TEXT EXCERPT:
========

“The mass of men lead lives of quiet desperation. What is called resignation is confirmed desperation.” – Henry David Thoreau, Walden
Resignation that we are stuck in a quickening race to the bottom by working harder every day for less pay and fewer benefits, with little job security, all aimed at being “competitive”. Resignation that we get to buy cheap stuff, because that’s all we can afford, by allowing companies to exploit workers and pollute the environment elsewhere in the world. Resignation that billions of us live in poverty. Resignation that the wealthiest 85 people in the world have as much wealth as the poorest 3.5 BILLION people. Resignation that our most of kids will have to take on decades of debt to pay for four years of college, while half of them will end up unemployed or underemployed when they graduate. Resignation that maybe the American Dream is dead.
Perhaps poisoned with cynicism and resignation, there is still hope. Take a minute and imagine. Imagine the world you want to live in, the world you hope for. Did you hope that you can provide your kids with a better life? Hope for “life, liberty, and the pursuit of happiness”? Hope that you will have a job that not only provides a good wage and good benefits, but also is enjoyable and fulfilling? Hope that someday you will be able to retire with dignity and good health? Hope that you will be able buy a nice home in a good neighborhood? Hope that you can send your kids to college? Hope that your kids will have the opportunity and freedom to be who they want to be and to do what they want to do?
Hope is the foundation of the American Dream. A world full of inequity, poverty, disease, prejudice and pollution is not what any of us hope for, it is the world we have resigned ourselves to.
We can own a better future.
How? By not only having the hope that things can be changed for the better, but also the courage to make change happen. There is no silver bullet, no road map, and no guarantees, but certainly we can keep working to make inroads and together begin to shift the momentum towards a better world. One such inroad might be to start reclaiming ownership of some of things that now see beyond our control. A community standing up to a polluter to reclaim ownership of their environment. A neighborhood that others have resigned to be a ghetto, coming together to reclaim ownership of vacant lots in order to plant community gardens. A laid-off worker reclaiming ownership of their livelihood by starting their own business.
Why ownership? Because if it’s your land, you’re not going to pollute it. If it’s your job, you’re not going to give it to the lowest bidder.
Worker owned businesses, including worker owned cooperatives, root jobs and money in their communities. The community, in turn, supports the worker owned businesses. Two important examples of this ecosystem are the Mondragon cooperatives, located in the Basque region of Spain, and the thousands of worker owned cooperatives in the Emilia Romanga region of Italy.

========

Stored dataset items
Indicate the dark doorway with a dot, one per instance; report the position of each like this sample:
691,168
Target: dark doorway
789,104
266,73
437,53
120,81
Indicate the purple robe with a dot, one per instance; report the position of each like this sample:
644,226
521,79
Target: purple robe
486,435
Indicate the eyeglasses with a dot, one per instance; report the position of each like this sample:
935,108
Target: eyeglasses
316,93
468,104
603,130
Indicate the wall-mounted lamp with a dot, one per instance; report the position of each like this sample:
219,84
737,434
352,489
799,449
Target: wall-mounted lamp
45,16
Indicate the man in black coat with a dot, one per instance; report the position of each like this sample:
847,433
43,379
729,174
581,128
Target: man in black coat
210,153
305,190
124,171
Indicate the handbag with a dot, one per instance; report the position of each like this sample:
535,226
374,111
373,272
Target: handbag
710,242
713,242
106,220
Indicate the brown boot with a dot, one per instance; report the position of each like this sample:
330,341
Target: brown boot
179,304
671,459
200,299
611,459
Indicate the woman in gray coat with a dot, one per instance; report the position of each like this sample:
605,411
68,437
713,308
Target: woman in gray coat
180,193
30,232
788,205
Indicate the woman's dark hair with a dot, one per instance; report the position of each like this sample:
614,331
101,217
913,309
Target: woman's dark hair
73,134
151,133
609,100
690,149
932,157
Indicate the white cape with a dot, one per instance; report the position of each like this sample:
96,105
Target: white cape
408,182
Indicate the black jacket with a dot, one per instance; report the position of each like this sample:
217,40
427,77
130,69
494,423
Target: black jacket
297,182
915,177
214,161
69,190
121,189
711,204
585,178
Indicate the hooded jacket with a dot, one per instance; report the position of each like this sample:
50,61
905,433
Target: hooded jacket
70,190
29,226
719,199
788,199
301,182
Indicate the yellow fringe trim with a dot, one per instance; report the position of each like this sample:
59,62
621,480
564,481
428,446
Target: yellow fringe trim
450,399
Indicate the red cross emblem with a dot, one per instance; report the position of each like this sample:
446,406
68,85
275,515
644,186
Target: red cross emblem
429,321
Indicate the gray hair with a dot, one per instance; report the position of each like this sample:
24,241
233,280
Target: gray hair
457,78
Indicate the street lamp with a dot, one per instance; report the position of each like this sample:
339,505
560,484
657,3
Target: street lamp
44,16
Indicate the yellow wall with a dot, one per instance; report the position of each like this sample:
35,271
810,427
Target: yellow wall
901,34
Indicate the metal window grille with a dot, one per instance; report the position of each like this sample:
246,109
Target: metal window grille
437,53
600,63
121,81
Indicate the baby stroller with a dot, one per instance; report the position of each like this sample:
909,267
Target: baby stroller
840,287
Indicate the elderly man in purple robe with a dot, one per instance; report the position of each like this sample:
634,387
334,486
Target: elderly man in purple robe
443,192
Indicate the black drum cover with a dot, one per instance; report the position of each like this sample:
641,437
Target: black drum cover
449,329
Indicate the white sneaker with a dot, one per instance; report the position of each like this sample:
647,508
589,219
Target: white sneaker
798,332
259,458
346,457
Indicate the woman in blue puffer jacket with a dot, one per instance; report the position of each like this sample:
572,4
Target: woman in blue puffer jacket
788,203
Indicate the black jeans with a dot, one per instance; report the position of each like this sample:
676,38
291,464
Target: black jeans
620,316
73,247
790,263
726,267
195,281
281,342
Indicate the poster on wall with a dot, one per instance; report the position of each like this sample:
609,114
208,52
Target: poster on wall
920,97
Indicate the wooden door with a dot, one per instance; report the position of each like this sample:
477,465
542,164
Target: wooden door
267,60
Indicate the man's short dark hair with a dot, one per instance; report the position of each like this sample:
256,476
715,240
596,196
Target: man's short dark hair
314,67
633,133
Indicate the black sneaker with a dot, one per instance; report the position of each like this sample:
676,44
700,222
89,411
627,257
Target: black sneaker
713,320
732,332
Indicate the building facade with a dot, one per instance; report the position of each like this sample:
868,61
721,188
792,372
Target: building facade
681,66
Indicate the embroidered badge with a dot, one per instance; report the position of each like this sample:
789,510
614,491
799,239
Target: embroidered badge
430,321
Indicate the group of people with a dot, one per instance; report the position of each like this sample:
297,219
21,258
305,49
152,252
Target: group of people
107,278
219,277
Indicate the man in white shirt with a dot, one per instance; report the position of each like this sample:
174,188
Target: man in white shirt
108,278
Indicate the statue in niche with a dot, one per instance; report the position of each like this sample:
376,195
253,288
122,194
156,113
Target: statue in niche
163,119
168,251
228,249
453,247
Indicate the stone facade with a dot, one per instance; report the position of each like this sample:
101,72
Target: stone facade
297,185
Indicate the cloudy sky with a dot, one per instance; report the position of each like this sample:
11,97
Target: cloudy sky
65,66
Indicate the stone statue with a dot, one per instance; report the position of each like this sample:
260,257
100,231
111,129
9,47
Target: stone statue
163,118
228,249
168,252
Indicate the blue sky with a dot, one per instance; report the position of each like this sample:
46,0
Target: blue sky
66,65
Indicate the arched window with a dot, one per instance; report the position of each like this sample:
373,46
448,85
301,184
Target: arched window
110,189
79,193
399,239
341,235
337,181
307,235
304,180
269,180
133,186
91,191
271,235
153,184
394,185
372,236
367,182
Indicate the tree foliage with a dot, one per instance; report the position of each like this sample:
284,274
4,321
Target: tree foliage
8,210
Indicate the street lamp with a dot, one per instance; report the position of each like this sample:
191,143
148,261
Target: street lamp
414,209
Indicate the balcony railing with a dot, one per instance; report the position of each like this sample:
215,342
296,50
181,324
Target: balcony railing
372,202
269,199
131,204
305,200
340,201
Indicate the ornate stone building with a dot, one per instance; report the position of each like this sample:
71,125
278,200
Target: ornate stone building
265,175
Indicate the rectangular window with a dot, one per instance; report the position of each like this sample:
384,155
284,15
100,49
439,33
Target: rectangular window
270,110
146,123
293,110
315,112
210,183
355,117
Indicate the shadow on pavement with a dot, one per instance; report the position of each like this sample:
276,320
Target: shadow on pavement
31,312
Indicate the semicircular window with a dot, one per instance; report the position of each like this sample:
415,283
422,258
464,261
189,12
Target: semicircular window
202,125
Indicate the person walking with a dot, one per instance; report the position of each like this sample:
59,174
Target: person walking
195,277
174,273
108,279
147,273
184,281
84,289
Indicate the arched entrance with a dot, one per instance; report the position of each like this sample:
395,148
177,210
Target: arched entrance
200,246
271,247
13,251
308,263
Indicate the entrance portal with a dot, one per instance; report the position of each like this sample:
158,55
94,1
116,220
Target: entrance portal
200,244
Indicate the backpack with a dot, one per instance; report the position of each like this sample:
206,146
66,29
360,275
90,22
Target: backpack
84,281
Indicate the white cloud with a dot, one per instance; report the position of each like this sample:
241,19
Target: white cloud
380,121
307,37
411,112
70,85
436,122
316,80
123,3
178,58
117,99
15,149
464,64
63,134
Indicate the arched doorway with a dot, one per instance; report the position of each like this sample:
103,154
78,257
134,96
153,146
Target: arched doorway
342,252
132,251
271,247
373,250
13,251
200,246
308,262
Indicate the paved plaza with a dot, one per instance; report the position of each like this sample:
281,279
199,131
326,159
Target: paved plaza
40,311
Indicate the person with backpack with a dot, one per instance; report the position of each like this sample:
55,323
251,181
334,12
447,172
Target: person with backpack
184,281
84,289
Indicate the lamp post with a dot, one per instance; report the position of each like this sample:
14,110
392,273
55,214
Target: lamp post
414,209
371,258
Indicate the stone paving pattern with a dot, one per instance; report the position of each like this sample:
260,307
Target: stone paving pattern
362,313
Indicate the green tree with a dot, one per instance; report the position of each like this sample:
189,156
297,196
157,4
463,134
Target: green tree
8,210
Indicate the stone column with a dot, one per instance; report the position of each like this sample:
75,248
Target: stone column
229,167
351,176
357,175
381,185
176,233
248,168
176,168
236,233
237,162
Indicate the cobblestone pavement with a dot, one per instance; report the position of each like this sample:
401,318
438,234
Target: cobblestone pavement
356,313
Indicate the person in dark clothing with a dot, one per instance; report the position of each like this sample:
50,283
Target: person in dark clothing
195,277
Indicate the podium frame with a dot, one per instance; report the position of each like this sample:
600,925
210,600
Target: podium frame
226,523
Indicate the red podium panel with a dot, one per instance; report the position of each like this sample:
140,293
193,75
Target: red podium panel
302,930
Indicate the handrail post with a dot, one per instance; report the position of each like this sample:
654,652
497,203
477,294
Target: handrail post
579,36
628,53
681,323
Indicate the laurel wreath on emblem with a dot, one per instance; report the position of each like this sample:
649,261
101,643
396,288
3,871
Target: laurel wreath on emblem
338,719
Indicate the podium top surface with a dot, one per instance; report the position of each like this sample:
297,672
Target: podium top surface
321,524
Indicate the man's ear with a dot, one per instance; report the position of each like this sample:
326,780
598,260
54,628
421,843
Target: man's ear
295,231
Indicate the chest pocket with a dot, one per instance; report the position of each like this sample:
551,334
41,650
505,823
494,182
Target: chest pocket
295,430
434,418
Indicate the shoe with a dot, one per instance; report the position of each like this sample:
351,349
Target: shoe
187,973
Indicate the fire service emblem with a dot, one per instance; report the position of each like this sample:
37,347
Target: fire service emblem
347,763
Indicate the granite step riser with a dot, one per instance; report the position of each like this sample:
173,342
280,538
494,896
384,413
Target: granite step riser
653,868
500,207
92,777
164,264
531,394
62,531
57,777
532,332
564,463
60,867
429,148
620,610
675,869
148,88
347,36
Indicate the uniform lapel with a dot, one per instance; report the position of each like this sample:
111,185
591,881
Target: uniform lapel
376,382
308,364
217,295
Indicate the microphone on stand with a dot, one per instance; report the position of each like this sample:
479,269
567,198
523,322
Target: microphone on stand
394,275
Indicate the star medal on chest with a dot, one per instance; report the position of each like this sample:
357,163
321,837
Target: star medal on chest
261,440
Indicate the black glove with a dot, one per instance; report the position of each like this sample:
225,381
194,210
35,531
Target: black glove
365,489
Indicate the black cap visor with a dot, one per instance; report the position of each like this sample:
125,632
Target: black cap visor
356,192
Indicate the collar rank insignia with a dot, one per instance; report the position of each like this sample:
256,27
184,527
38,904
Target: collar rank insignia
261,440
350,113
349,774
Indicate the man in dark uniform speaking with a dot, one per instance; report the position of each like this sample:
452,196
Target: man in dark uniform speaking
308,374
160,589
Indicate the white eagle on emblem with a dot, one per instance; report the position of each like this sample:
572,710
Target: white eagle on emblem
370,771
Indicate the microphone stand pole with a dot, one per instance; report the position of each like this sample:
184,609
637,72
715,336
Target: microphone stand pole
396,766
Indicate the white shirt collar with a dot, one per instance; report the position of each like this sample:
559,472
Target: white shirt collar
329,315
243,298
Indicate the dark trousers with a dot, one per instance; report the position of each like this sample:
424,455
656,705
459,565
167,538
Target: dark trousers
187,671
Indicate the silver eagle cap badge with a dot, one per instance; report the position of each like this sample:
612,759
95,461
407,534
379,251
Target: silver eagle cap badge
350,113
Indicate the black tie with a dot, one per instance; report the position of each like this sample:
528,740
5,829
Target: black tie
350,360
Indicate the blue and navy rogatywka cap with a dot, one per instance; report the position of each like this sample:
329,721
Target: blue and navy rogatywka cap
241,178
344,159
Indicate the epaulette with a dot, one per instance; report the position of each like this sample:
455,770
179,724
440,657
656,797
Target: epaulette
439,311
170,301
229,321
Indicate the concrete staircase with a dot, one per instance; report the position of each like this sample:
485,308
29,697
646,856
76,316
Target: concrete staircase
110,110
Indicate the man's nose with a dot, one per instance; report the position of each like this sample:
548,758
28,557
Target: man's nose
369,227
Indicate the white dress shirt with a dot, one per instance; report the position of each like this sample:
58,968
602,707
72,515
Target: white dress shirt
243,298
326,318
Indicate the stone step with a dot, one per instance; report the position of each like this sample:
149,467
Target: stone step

========

LIST OF TASKS:
1. In the essay on resignation and hope, which examples are given of people reclaiming ownership of something? List each one.
2. Please reproduce the essay on resignation and hope word for word, everything from "Perhaps poisoned with" down to "resigned ourselves to.".

OUTPUTS FOR THE TASKS:
1.
- A community standing up to a polluter to reclaim ownership of their environment.
- A neighborhood that others have resigned to be a ghetto, coming together to reclaim ownership of vacant lots in order to plant community gardens.
- A laid-off worker reclaiming ownership of their livelihood by starting their own business.

2.
Perhaps poisoned with cynicism and resignation, there is still hope. Take a minute and imagine. Imagine the world you want to live in, the world you hope for. Did you hope that you can provide your kids with a better life? Hope for “life, liberty, and the pursuit of happiness”? Hope that you will have a job that not only provides a good wage and good benefits, but also is enjoyable and fulfilling? Hope that someday you will be able to retire with dignity and good health? Hope that you will be able buy a nice home in a good neighborhood? Hope that you can send your kids to college? Hope that your kids will have the opportunity and freedom to be who they want to be and to do what they want to do?
Hope is the foundation of the American Dream. A world full of inequity, poverty, disease, prejudice and pollution is not what any of us hope for, it is the world we have resigned ourselves to.